Written exercise
Copy the line with "If you could point to the man's hand" and all lines following it through the last line of the entries, exactly as written.

Data supplied
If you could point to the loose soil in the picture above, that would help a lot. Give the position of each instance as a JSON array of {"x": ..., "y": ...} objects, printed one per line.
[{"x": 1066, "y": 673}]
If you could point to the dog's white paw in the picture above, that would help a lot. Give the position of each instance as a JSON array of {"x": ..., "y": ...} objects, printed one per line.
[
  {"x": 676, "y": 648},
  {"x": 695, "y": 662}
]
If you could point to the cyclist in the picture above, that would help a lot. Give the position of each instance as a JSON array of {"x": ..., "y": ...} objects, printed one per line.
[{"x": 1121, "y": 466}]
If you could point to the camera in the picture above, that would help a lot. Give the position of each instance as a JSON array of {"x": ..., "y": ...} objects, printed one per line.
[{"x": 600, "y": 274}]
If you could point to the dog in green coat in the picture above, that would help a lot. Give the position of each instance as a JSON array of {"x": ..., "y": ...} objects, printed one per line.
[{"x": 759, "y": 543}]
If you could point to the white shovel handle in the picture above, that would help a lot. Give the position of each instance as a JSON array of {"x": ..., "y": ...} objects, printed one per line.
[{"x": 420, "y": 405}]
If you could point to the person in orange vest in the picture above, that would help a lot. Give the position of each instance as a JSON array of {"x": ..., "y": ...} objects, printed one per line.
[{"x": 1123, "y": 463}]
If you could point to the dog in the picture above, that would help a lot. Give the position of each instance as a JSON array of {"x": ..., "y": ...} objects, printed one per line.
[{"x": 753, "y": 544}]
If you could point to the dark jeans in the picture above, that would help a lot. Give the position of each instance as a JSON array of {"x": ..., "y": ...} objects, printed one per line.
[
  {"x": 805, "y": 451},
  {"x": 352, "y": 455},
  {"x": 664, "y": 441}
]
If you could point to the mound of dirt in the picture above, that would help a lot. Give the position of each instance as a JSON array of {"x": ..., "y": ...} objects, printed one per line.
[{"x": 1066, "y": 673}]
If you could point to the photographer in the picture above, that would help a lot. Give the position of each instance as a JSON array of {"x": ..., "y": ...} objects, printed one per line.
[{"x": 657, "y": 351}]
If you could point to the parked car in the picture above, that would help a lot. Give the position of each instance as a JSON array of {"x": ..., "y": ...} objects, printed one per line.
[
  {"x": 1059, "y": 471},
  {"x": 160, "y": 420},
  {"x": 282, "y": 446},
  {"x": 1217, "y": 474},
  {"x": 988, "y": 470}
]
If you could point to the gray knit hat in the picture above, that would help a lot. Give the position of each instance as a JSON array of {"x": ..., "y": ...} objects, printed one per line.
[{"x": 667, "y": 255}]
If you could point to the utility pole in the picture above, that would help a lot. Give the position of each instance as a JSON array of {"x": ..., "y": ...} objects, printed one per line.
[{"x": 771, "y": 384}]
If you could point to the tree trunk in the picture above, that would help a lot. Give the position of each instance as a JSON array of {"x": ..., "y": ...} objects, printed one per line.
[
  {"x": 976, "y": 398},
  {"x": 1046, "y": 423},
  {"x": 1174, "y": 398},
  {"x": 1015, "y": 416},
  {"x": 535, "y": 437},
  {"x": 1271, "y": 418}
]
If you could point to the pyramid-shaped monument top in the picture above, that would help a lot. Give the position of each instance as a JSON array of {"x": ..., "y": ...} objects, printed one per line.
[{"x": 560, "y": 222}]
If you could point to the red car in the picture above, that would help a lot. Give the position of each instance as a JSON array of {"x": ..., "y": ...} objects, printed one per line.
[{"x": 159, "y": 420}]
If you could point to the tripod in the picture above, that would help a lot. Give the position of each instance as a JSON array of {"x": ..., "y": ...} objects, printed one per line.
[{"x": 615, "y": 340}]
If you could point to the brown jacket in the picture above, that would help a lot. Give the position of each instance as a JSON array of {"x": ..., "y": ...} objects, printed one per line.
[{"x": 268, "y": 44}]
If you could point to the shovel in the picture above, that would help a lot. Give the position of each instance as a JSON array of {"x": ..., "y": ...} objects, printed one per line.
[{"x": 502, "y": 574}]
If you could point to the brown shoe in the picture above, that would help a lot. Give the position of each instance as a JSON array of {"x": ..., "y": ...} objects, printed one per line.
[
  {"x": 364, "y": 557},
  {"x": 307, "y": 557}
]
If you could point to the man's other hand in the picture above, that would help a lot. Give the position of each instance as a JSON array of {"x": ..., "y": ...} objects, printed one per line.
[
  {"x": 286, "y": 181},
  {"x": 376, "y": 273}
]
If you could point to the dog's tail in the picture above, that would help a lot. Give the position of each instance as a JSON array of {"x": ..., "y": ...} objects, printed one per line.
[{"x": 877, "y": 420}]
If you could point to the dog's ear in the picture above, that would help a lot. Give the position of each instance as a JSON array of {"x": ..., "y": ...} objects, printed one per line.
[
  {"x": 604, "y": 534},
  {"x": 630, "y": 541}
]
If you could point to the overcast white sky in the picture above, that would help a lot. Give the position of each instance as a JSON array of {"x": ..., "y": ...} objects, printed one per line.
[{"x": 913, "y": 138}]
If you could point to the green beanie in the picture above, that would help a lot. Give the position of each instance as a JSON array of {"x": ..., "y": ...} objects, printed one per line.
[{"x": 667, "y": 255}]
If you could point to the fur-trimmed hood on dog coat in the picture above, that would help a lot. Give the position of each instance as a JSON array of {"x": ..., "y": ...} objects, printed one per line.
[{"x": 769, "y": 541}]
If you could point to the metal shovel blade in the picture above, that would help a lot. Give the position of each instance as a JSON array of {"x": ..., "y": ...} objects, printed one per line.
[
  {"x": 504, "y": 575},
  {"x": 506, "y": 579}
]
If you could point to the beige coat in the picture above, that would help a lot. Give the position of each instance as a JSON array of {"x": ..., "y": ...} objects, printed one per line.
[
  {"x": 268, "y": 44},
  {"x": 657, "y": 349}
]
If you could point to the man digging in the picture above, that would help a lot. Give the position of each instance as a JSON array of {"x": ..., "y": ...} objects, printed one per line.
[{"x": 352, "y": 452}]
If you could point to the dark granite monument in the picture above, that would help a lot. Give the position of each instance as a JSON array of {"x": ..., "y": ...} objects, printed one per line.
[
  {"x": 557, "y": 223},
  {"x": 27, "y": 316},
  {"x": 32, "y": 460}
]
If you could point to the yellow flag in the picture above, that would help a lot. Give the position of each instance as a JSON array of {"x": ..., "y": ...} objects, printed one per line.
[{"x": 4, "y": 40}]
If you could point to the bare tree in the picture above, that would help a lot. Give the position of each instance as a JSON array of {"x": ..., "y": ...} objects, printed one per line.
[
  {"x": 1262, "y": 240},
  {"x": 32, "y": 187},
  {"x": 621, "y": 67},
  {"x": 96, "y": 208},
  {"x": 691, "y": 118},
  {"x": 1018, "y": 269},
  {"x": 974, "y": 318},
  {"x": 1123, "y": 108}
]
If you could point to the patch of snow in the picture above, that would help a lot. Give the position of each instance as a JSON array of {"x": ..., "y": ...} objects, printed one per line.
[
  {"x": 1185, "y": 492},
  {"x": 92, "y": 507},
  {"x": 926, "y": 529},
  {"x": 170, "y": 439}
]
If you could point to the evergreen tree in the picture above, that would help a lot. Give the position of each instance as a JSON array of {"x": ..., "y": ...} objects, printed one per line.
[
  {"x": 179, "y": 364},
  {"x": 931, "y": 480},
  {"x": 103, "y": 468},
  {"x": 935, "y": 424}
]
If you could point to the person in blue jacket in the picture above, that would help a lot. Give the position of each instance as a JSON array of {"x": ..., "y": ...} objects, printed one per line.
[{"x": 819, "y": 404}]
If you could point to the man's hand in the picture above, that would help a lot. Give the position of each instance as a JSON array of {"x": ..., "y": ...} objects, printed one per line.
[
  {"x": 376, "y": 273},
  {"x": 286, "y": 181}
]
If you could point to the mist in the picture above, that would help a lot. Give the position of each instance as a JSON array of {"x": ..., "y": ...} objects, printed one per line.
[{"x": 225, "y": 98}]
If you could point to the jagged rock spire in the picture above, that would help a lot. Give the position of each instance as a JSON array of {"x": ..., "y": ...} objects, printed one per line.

Result
If you could point to the man's hand in the picture above, that would help a lot. Give the position of each instance as a JSON array of {"x": ..., "y": ...} objects, printed one per line.
[
  {"x": 376, "y": 273},
  {"x": 286, "y": 181}
]
If you could point to the mist in the picture above, that would help a lot. Give the position of each instance as a JSON array of {"x": ..., "y": ...} objects, printed one per line.
[{"x": 225, "y": 98}]
If you could point to the jagged rock spire in the picture above, that would help a lot. Give the position of each instance as a JSON array of {"x": ..., "y": ...} objects, printed one per line.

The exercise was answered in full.